Records for the exercise ▸
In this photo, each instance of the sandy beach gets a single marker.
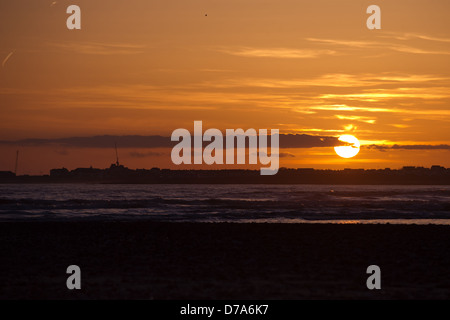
(156, 260)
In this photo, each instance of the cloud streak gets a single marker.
(283, 53)
(385, 148)
(156, 141)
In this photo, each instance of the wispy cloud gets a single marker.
(155, 141)
(99, 48)
(364, 44)
(408, 147)
(290, 53)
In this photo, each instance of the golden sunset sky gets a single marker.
(147, 67)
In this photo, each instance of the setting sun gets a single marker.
(350, 150)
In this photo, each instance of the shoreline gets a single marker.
(124, 260)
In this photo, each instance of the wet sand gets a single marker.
(152, 260)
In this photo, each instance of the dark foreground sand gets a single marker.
(150, 260)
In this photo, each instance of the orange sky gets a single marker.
(149, 67)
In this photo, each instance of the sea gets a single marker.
(227, 203)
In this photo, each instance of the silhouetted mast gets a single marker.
(117, 155)
(17, 162)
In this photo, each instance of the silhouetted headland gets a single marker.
(436, 175)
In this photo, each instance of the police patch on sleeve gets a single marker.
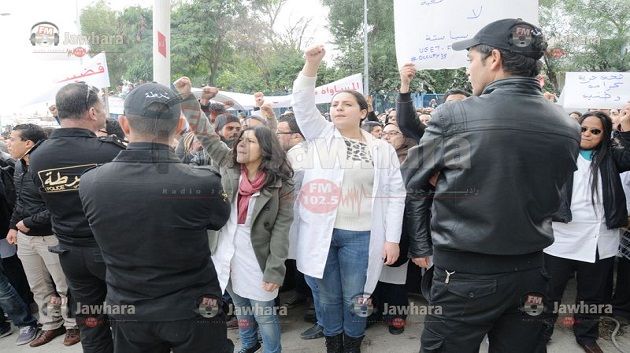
(63, 179)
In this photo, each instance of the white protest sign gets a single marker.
(93, 72)
(323, 94)
(605, 90)
(425, 30)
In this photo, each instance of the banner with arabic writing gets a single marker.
(426, 29)
(604, 90)
(93, 72)
(323, 94)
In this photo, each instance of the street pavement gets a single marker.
(378, 339)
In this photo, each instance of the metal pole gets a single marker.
(366, 70)
(162, 42)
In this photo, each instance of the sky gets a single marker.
(22, 72)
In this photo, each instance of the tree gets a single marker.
(593, 35)
(127, 60)
(346, 25)
(199, 32)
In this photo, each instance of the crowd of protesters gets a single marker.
(160, 230)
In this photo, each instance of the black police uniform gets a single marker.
(57, 165)
(155, 246)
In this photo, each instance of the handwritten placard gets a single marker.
(606, 90)
(323, 94)
(426, 29)
(93, 72)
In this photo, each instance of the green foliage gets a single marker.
(346, 24)
(594, 34)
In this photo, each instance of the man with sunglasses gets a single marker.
(501, 157)
(57, 165)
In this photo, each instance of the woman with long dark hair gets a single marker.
(252, 247)
(586, 226)
(350, 209)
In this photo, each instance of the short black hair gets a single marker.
(112, 127)
(455, 91)
(159, 128)
(290, 119)
(256, 117)
(516, 64)
(218, 108)
(31, 132)
(74, 99)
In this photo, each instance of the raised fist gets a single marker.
(407, 72)
(260, 98)
(315, 54)
(183, 86)
(207, 93)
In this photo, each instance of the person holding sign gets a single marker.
(351, 206)
(498, 185)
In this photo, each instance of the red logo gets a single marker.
(320, 196)
(79, 52)
(398, 322)
(161, 44)
(568, 321)
(91, 322)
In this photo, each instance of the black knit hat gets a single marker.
(514, 35)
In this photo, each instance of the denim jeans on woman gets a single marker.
(254, 315)
(12, 304)
(344, 278)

What you will do ▸
Nothing should appear in the answer except the lines from the one with "In this photo, each instance of the metal" through the final line of the records, written exactly.

Response area ▸
In this photo, each instance of the metal pole gets a single marker.
(366, 70)
(162, 42)
In this photo, each instance of the sky gets a single marker.
(22, 72)
In this photo, each instance of the tree gets a single marker.
(593, 35)
(127, 60)
(346, 25)
(199, 32)
In this photo, each instance of the crowd of protesters gets a single marker.
(160, 230)
In this photo, each instance of the black police uniform gets a single marker.
(57, 165)
(155, 246)
In this photo, each instance of the handwritten placard gets a single marker.
(606, 90)
(323, 94)
(426, 29)
(93, 72)
In this photo, each instance of the green foliage gets a single marker.
(346, 24)
(594, 34)
In this photo, each instance of the man with sunglasses gets a single marker.
(501, 157)
(57, 165)
In this photo, each instance of the woman with long dark hair gets a single marker.
(252, 247)
(586, 226)
(350, 209)
In this photo, each instance of the short black hair gets a single marker.
(112, 127)
(455, 91)
(159, 128)
(290, 119)
(256, 117)
(516, 64)
(218, 108)
(31, 132)
(74, 99)
In this photo, each instance of the raised fist gets a single marker.
(407, 72)
(260, 98)
(315, 54)
(183, 86)
(207, 93)
In this photo, each instance of the person holding sign gets a single marker.
(351, 206)
(498, 185)
In this photo, each instance of the red logo gets a single marker.
(320, 196)
(79, 52)
(398, 322)
(161, 44)
(568, 321)
(91, 322)
In this photo, each instance of the black knit hat gets a single marker.
(514, 35)
In this photo, each instance of the denim jeans on woman gets a single marker.
(254, 315)
(12, 304)
(344, 278)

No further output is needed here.